● **DOCUMENT TEXT**
* * * * *

Commit Graph

970 Commits

Author SHA1 Message Date
Pavel Emelyanov
64c9359443 storage_proxy: Don't use default-initialized endpoint in get_read_executor()
After calling filter_for_query() the extra_replica to speculate to may
be left default-initialized which is :0 ipv6 address. Later below this
address is used as-is to check if it belongs to the same DC or not which
is not nice, as :0 is not an address of any existing endpoint.

Recent move of dc/rack data onto topology made this place reveal itself
by emitting the internal error due to :0 not being present on the
topology's collection of endpoints. Prior to this move the dc filter
would count :0 as belonging to "default_dc" datacenter which may or may
not match with the dc of the local node.

The fix is to explicitly tell set extra_replica from unset one.

fixes: #11825

Signed-off-by: Pavel Emelyanov <xemul@scylladb.com>

Closes #11833
2022-10-25 09:16:50 +03:00
Tomasz Grabiec
87b7e7ff9c Merge 'storage_proxy: prepare for fencing, complex ops' from Avi Kivity
Following up on 69aea59d97, which added fencing support
for simple reads and writes, this series does the same for the
complex ops:
 - partition scan
 - counter mutation
 - paxos

With this done, the coordinator knows about all in-flight requests and
can delay topology changes until they are retired.

* * * * *

● **WHAT THIS EXERCISE ASKS**
**A.** Condense the commit log paragraph beginning "Recent move of dc/rack data onto topology" into a short bulleted list that keeps its main facts.
**B.** List every complex op that the commit log says the series adds fencing support for.
**C.** Pick up the commit log after its final sentence and continue it.
The records have nothing to do with this.

(Items from a data source)
* * * * *

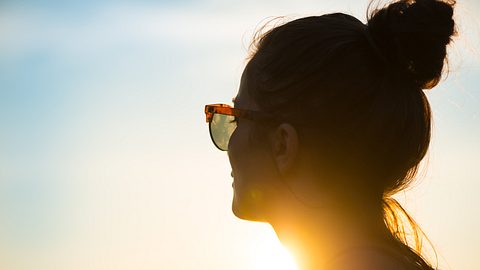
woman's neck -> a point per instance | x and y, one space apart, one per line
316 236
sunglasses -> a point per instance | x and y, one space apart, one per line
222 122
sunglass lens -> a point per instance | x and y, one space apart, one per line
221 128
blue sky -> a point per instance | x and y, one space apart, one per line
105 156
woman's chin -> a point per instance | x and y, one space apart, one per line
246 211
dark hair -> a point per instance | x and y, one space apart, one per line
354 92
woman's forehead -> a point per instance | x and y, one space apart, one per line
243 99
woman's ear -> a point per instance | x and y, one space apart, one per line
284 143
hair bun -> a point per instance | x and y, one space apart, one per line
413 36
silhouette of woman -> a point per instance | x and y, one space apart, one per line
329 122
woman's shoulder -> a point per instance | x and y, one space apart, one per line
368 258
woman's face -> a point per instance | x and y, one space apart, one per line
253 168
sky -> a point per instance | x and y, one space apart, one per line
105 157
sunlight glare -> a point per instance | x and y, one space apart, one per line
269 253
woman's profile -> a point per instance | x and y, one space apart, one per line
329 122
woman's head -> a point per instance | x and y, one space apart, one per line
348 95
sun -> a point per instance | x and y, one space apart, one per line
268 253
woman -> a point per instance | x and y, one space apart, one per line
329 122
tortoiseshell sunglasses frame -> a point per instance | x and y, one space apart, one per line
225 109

* * * * *

● **RESULTS FOR EACH TASK**
**A.**
- Moving dc/rack data onto topology exposed the problem.
- An internal error was emitted because :0 is not in the topology's collection of endpoints.
- Before the move, the dc filter counted :0 as part of the "default_dc" datacenter.
- That datacenter may or may not have matched the local node's dc.

**B.**
- partition scan
- counter mutation
- paxos

**C.**
Closes #11296

* github.com:scylladb/scylladb:
  storage_proxy: hold effective_replication_map for the duration of a paxos transaction
  storage_proxy: move paxos_response_handler class to .cc file
  storage_proxy: deinline paxos_response_handler constructor/destructor
  storage_proxy: use consistent effective_replication_map for counter coordinator
  storage_proxy: improve consistency in query_partition_key_range{,_concurrent}
  storage_proxy: query_partition_key_range_concurrent: reduce smart pointer use
  storage_proxy: query_partition_key_range_concurrent: improve token_metadata consistency
  storage_proxy: query_singular: use fewer smart pointers
  storage_proxy: query_singular: simplify lambda captures
  locator: effective_replication_map: provide non-smart-pointer accessor to token_metadata
  storage_proxy: use consistent token_metadata with rest of singular read
2022-10-14 15:44:35 +02:00
Avi Kivity
1feaa2dfb4 storage_proxy: handle_write: use coroutine::all() instead of when_all()
coroutine::all() saves an allocation. Since it's safe for lambda
coroutines, remove a coroutine::lambda wrapper.

Closes #11749
2022-10-14 06:56:16 +03:00
Avi Kivity
a2da08f9f9 storage_proxy: hold effective_replication_map for the duration of a paxos transaction
Luckily, all topology calculations are done in get_paxos_participants(),
so all we have to do is it hold the effective_replication_map for the
duration of the transaction, and pass it to get_paxos_participants().
This ensures that the coordinator knows about all in-flight requests
and can fence them from topology changes.
2022-10-13 14:27:26 +03:00
Avi Kivity
69aaa5e131 storage_proxy: move paxos_response_handler class to .cc file
It's not used elsewhere.
2022-10-13 14:27:26 +03:00
Avi Kivity
b2f3934e95 storage_proxy: deinline paxos_response_handler constructor/destructor
They have no business being inline as it's a heavyweight object.
2022-10-13 14:27:26 +03:00
Avi Kivity
94e4ff11be storage_proxy: use consistent effective_replication_map for counter coordinator
Hold the effective_replication_map while talking to the counter leader,
to allow for fencing in the future. The code is somewhat awkward because
the API allows for multiple keyspaces to be in use.

The error code generation, already broken as it doesn't use the correct
table, continues to be broken in that it doesn't use the correct
effective_replication_map, for the same reason.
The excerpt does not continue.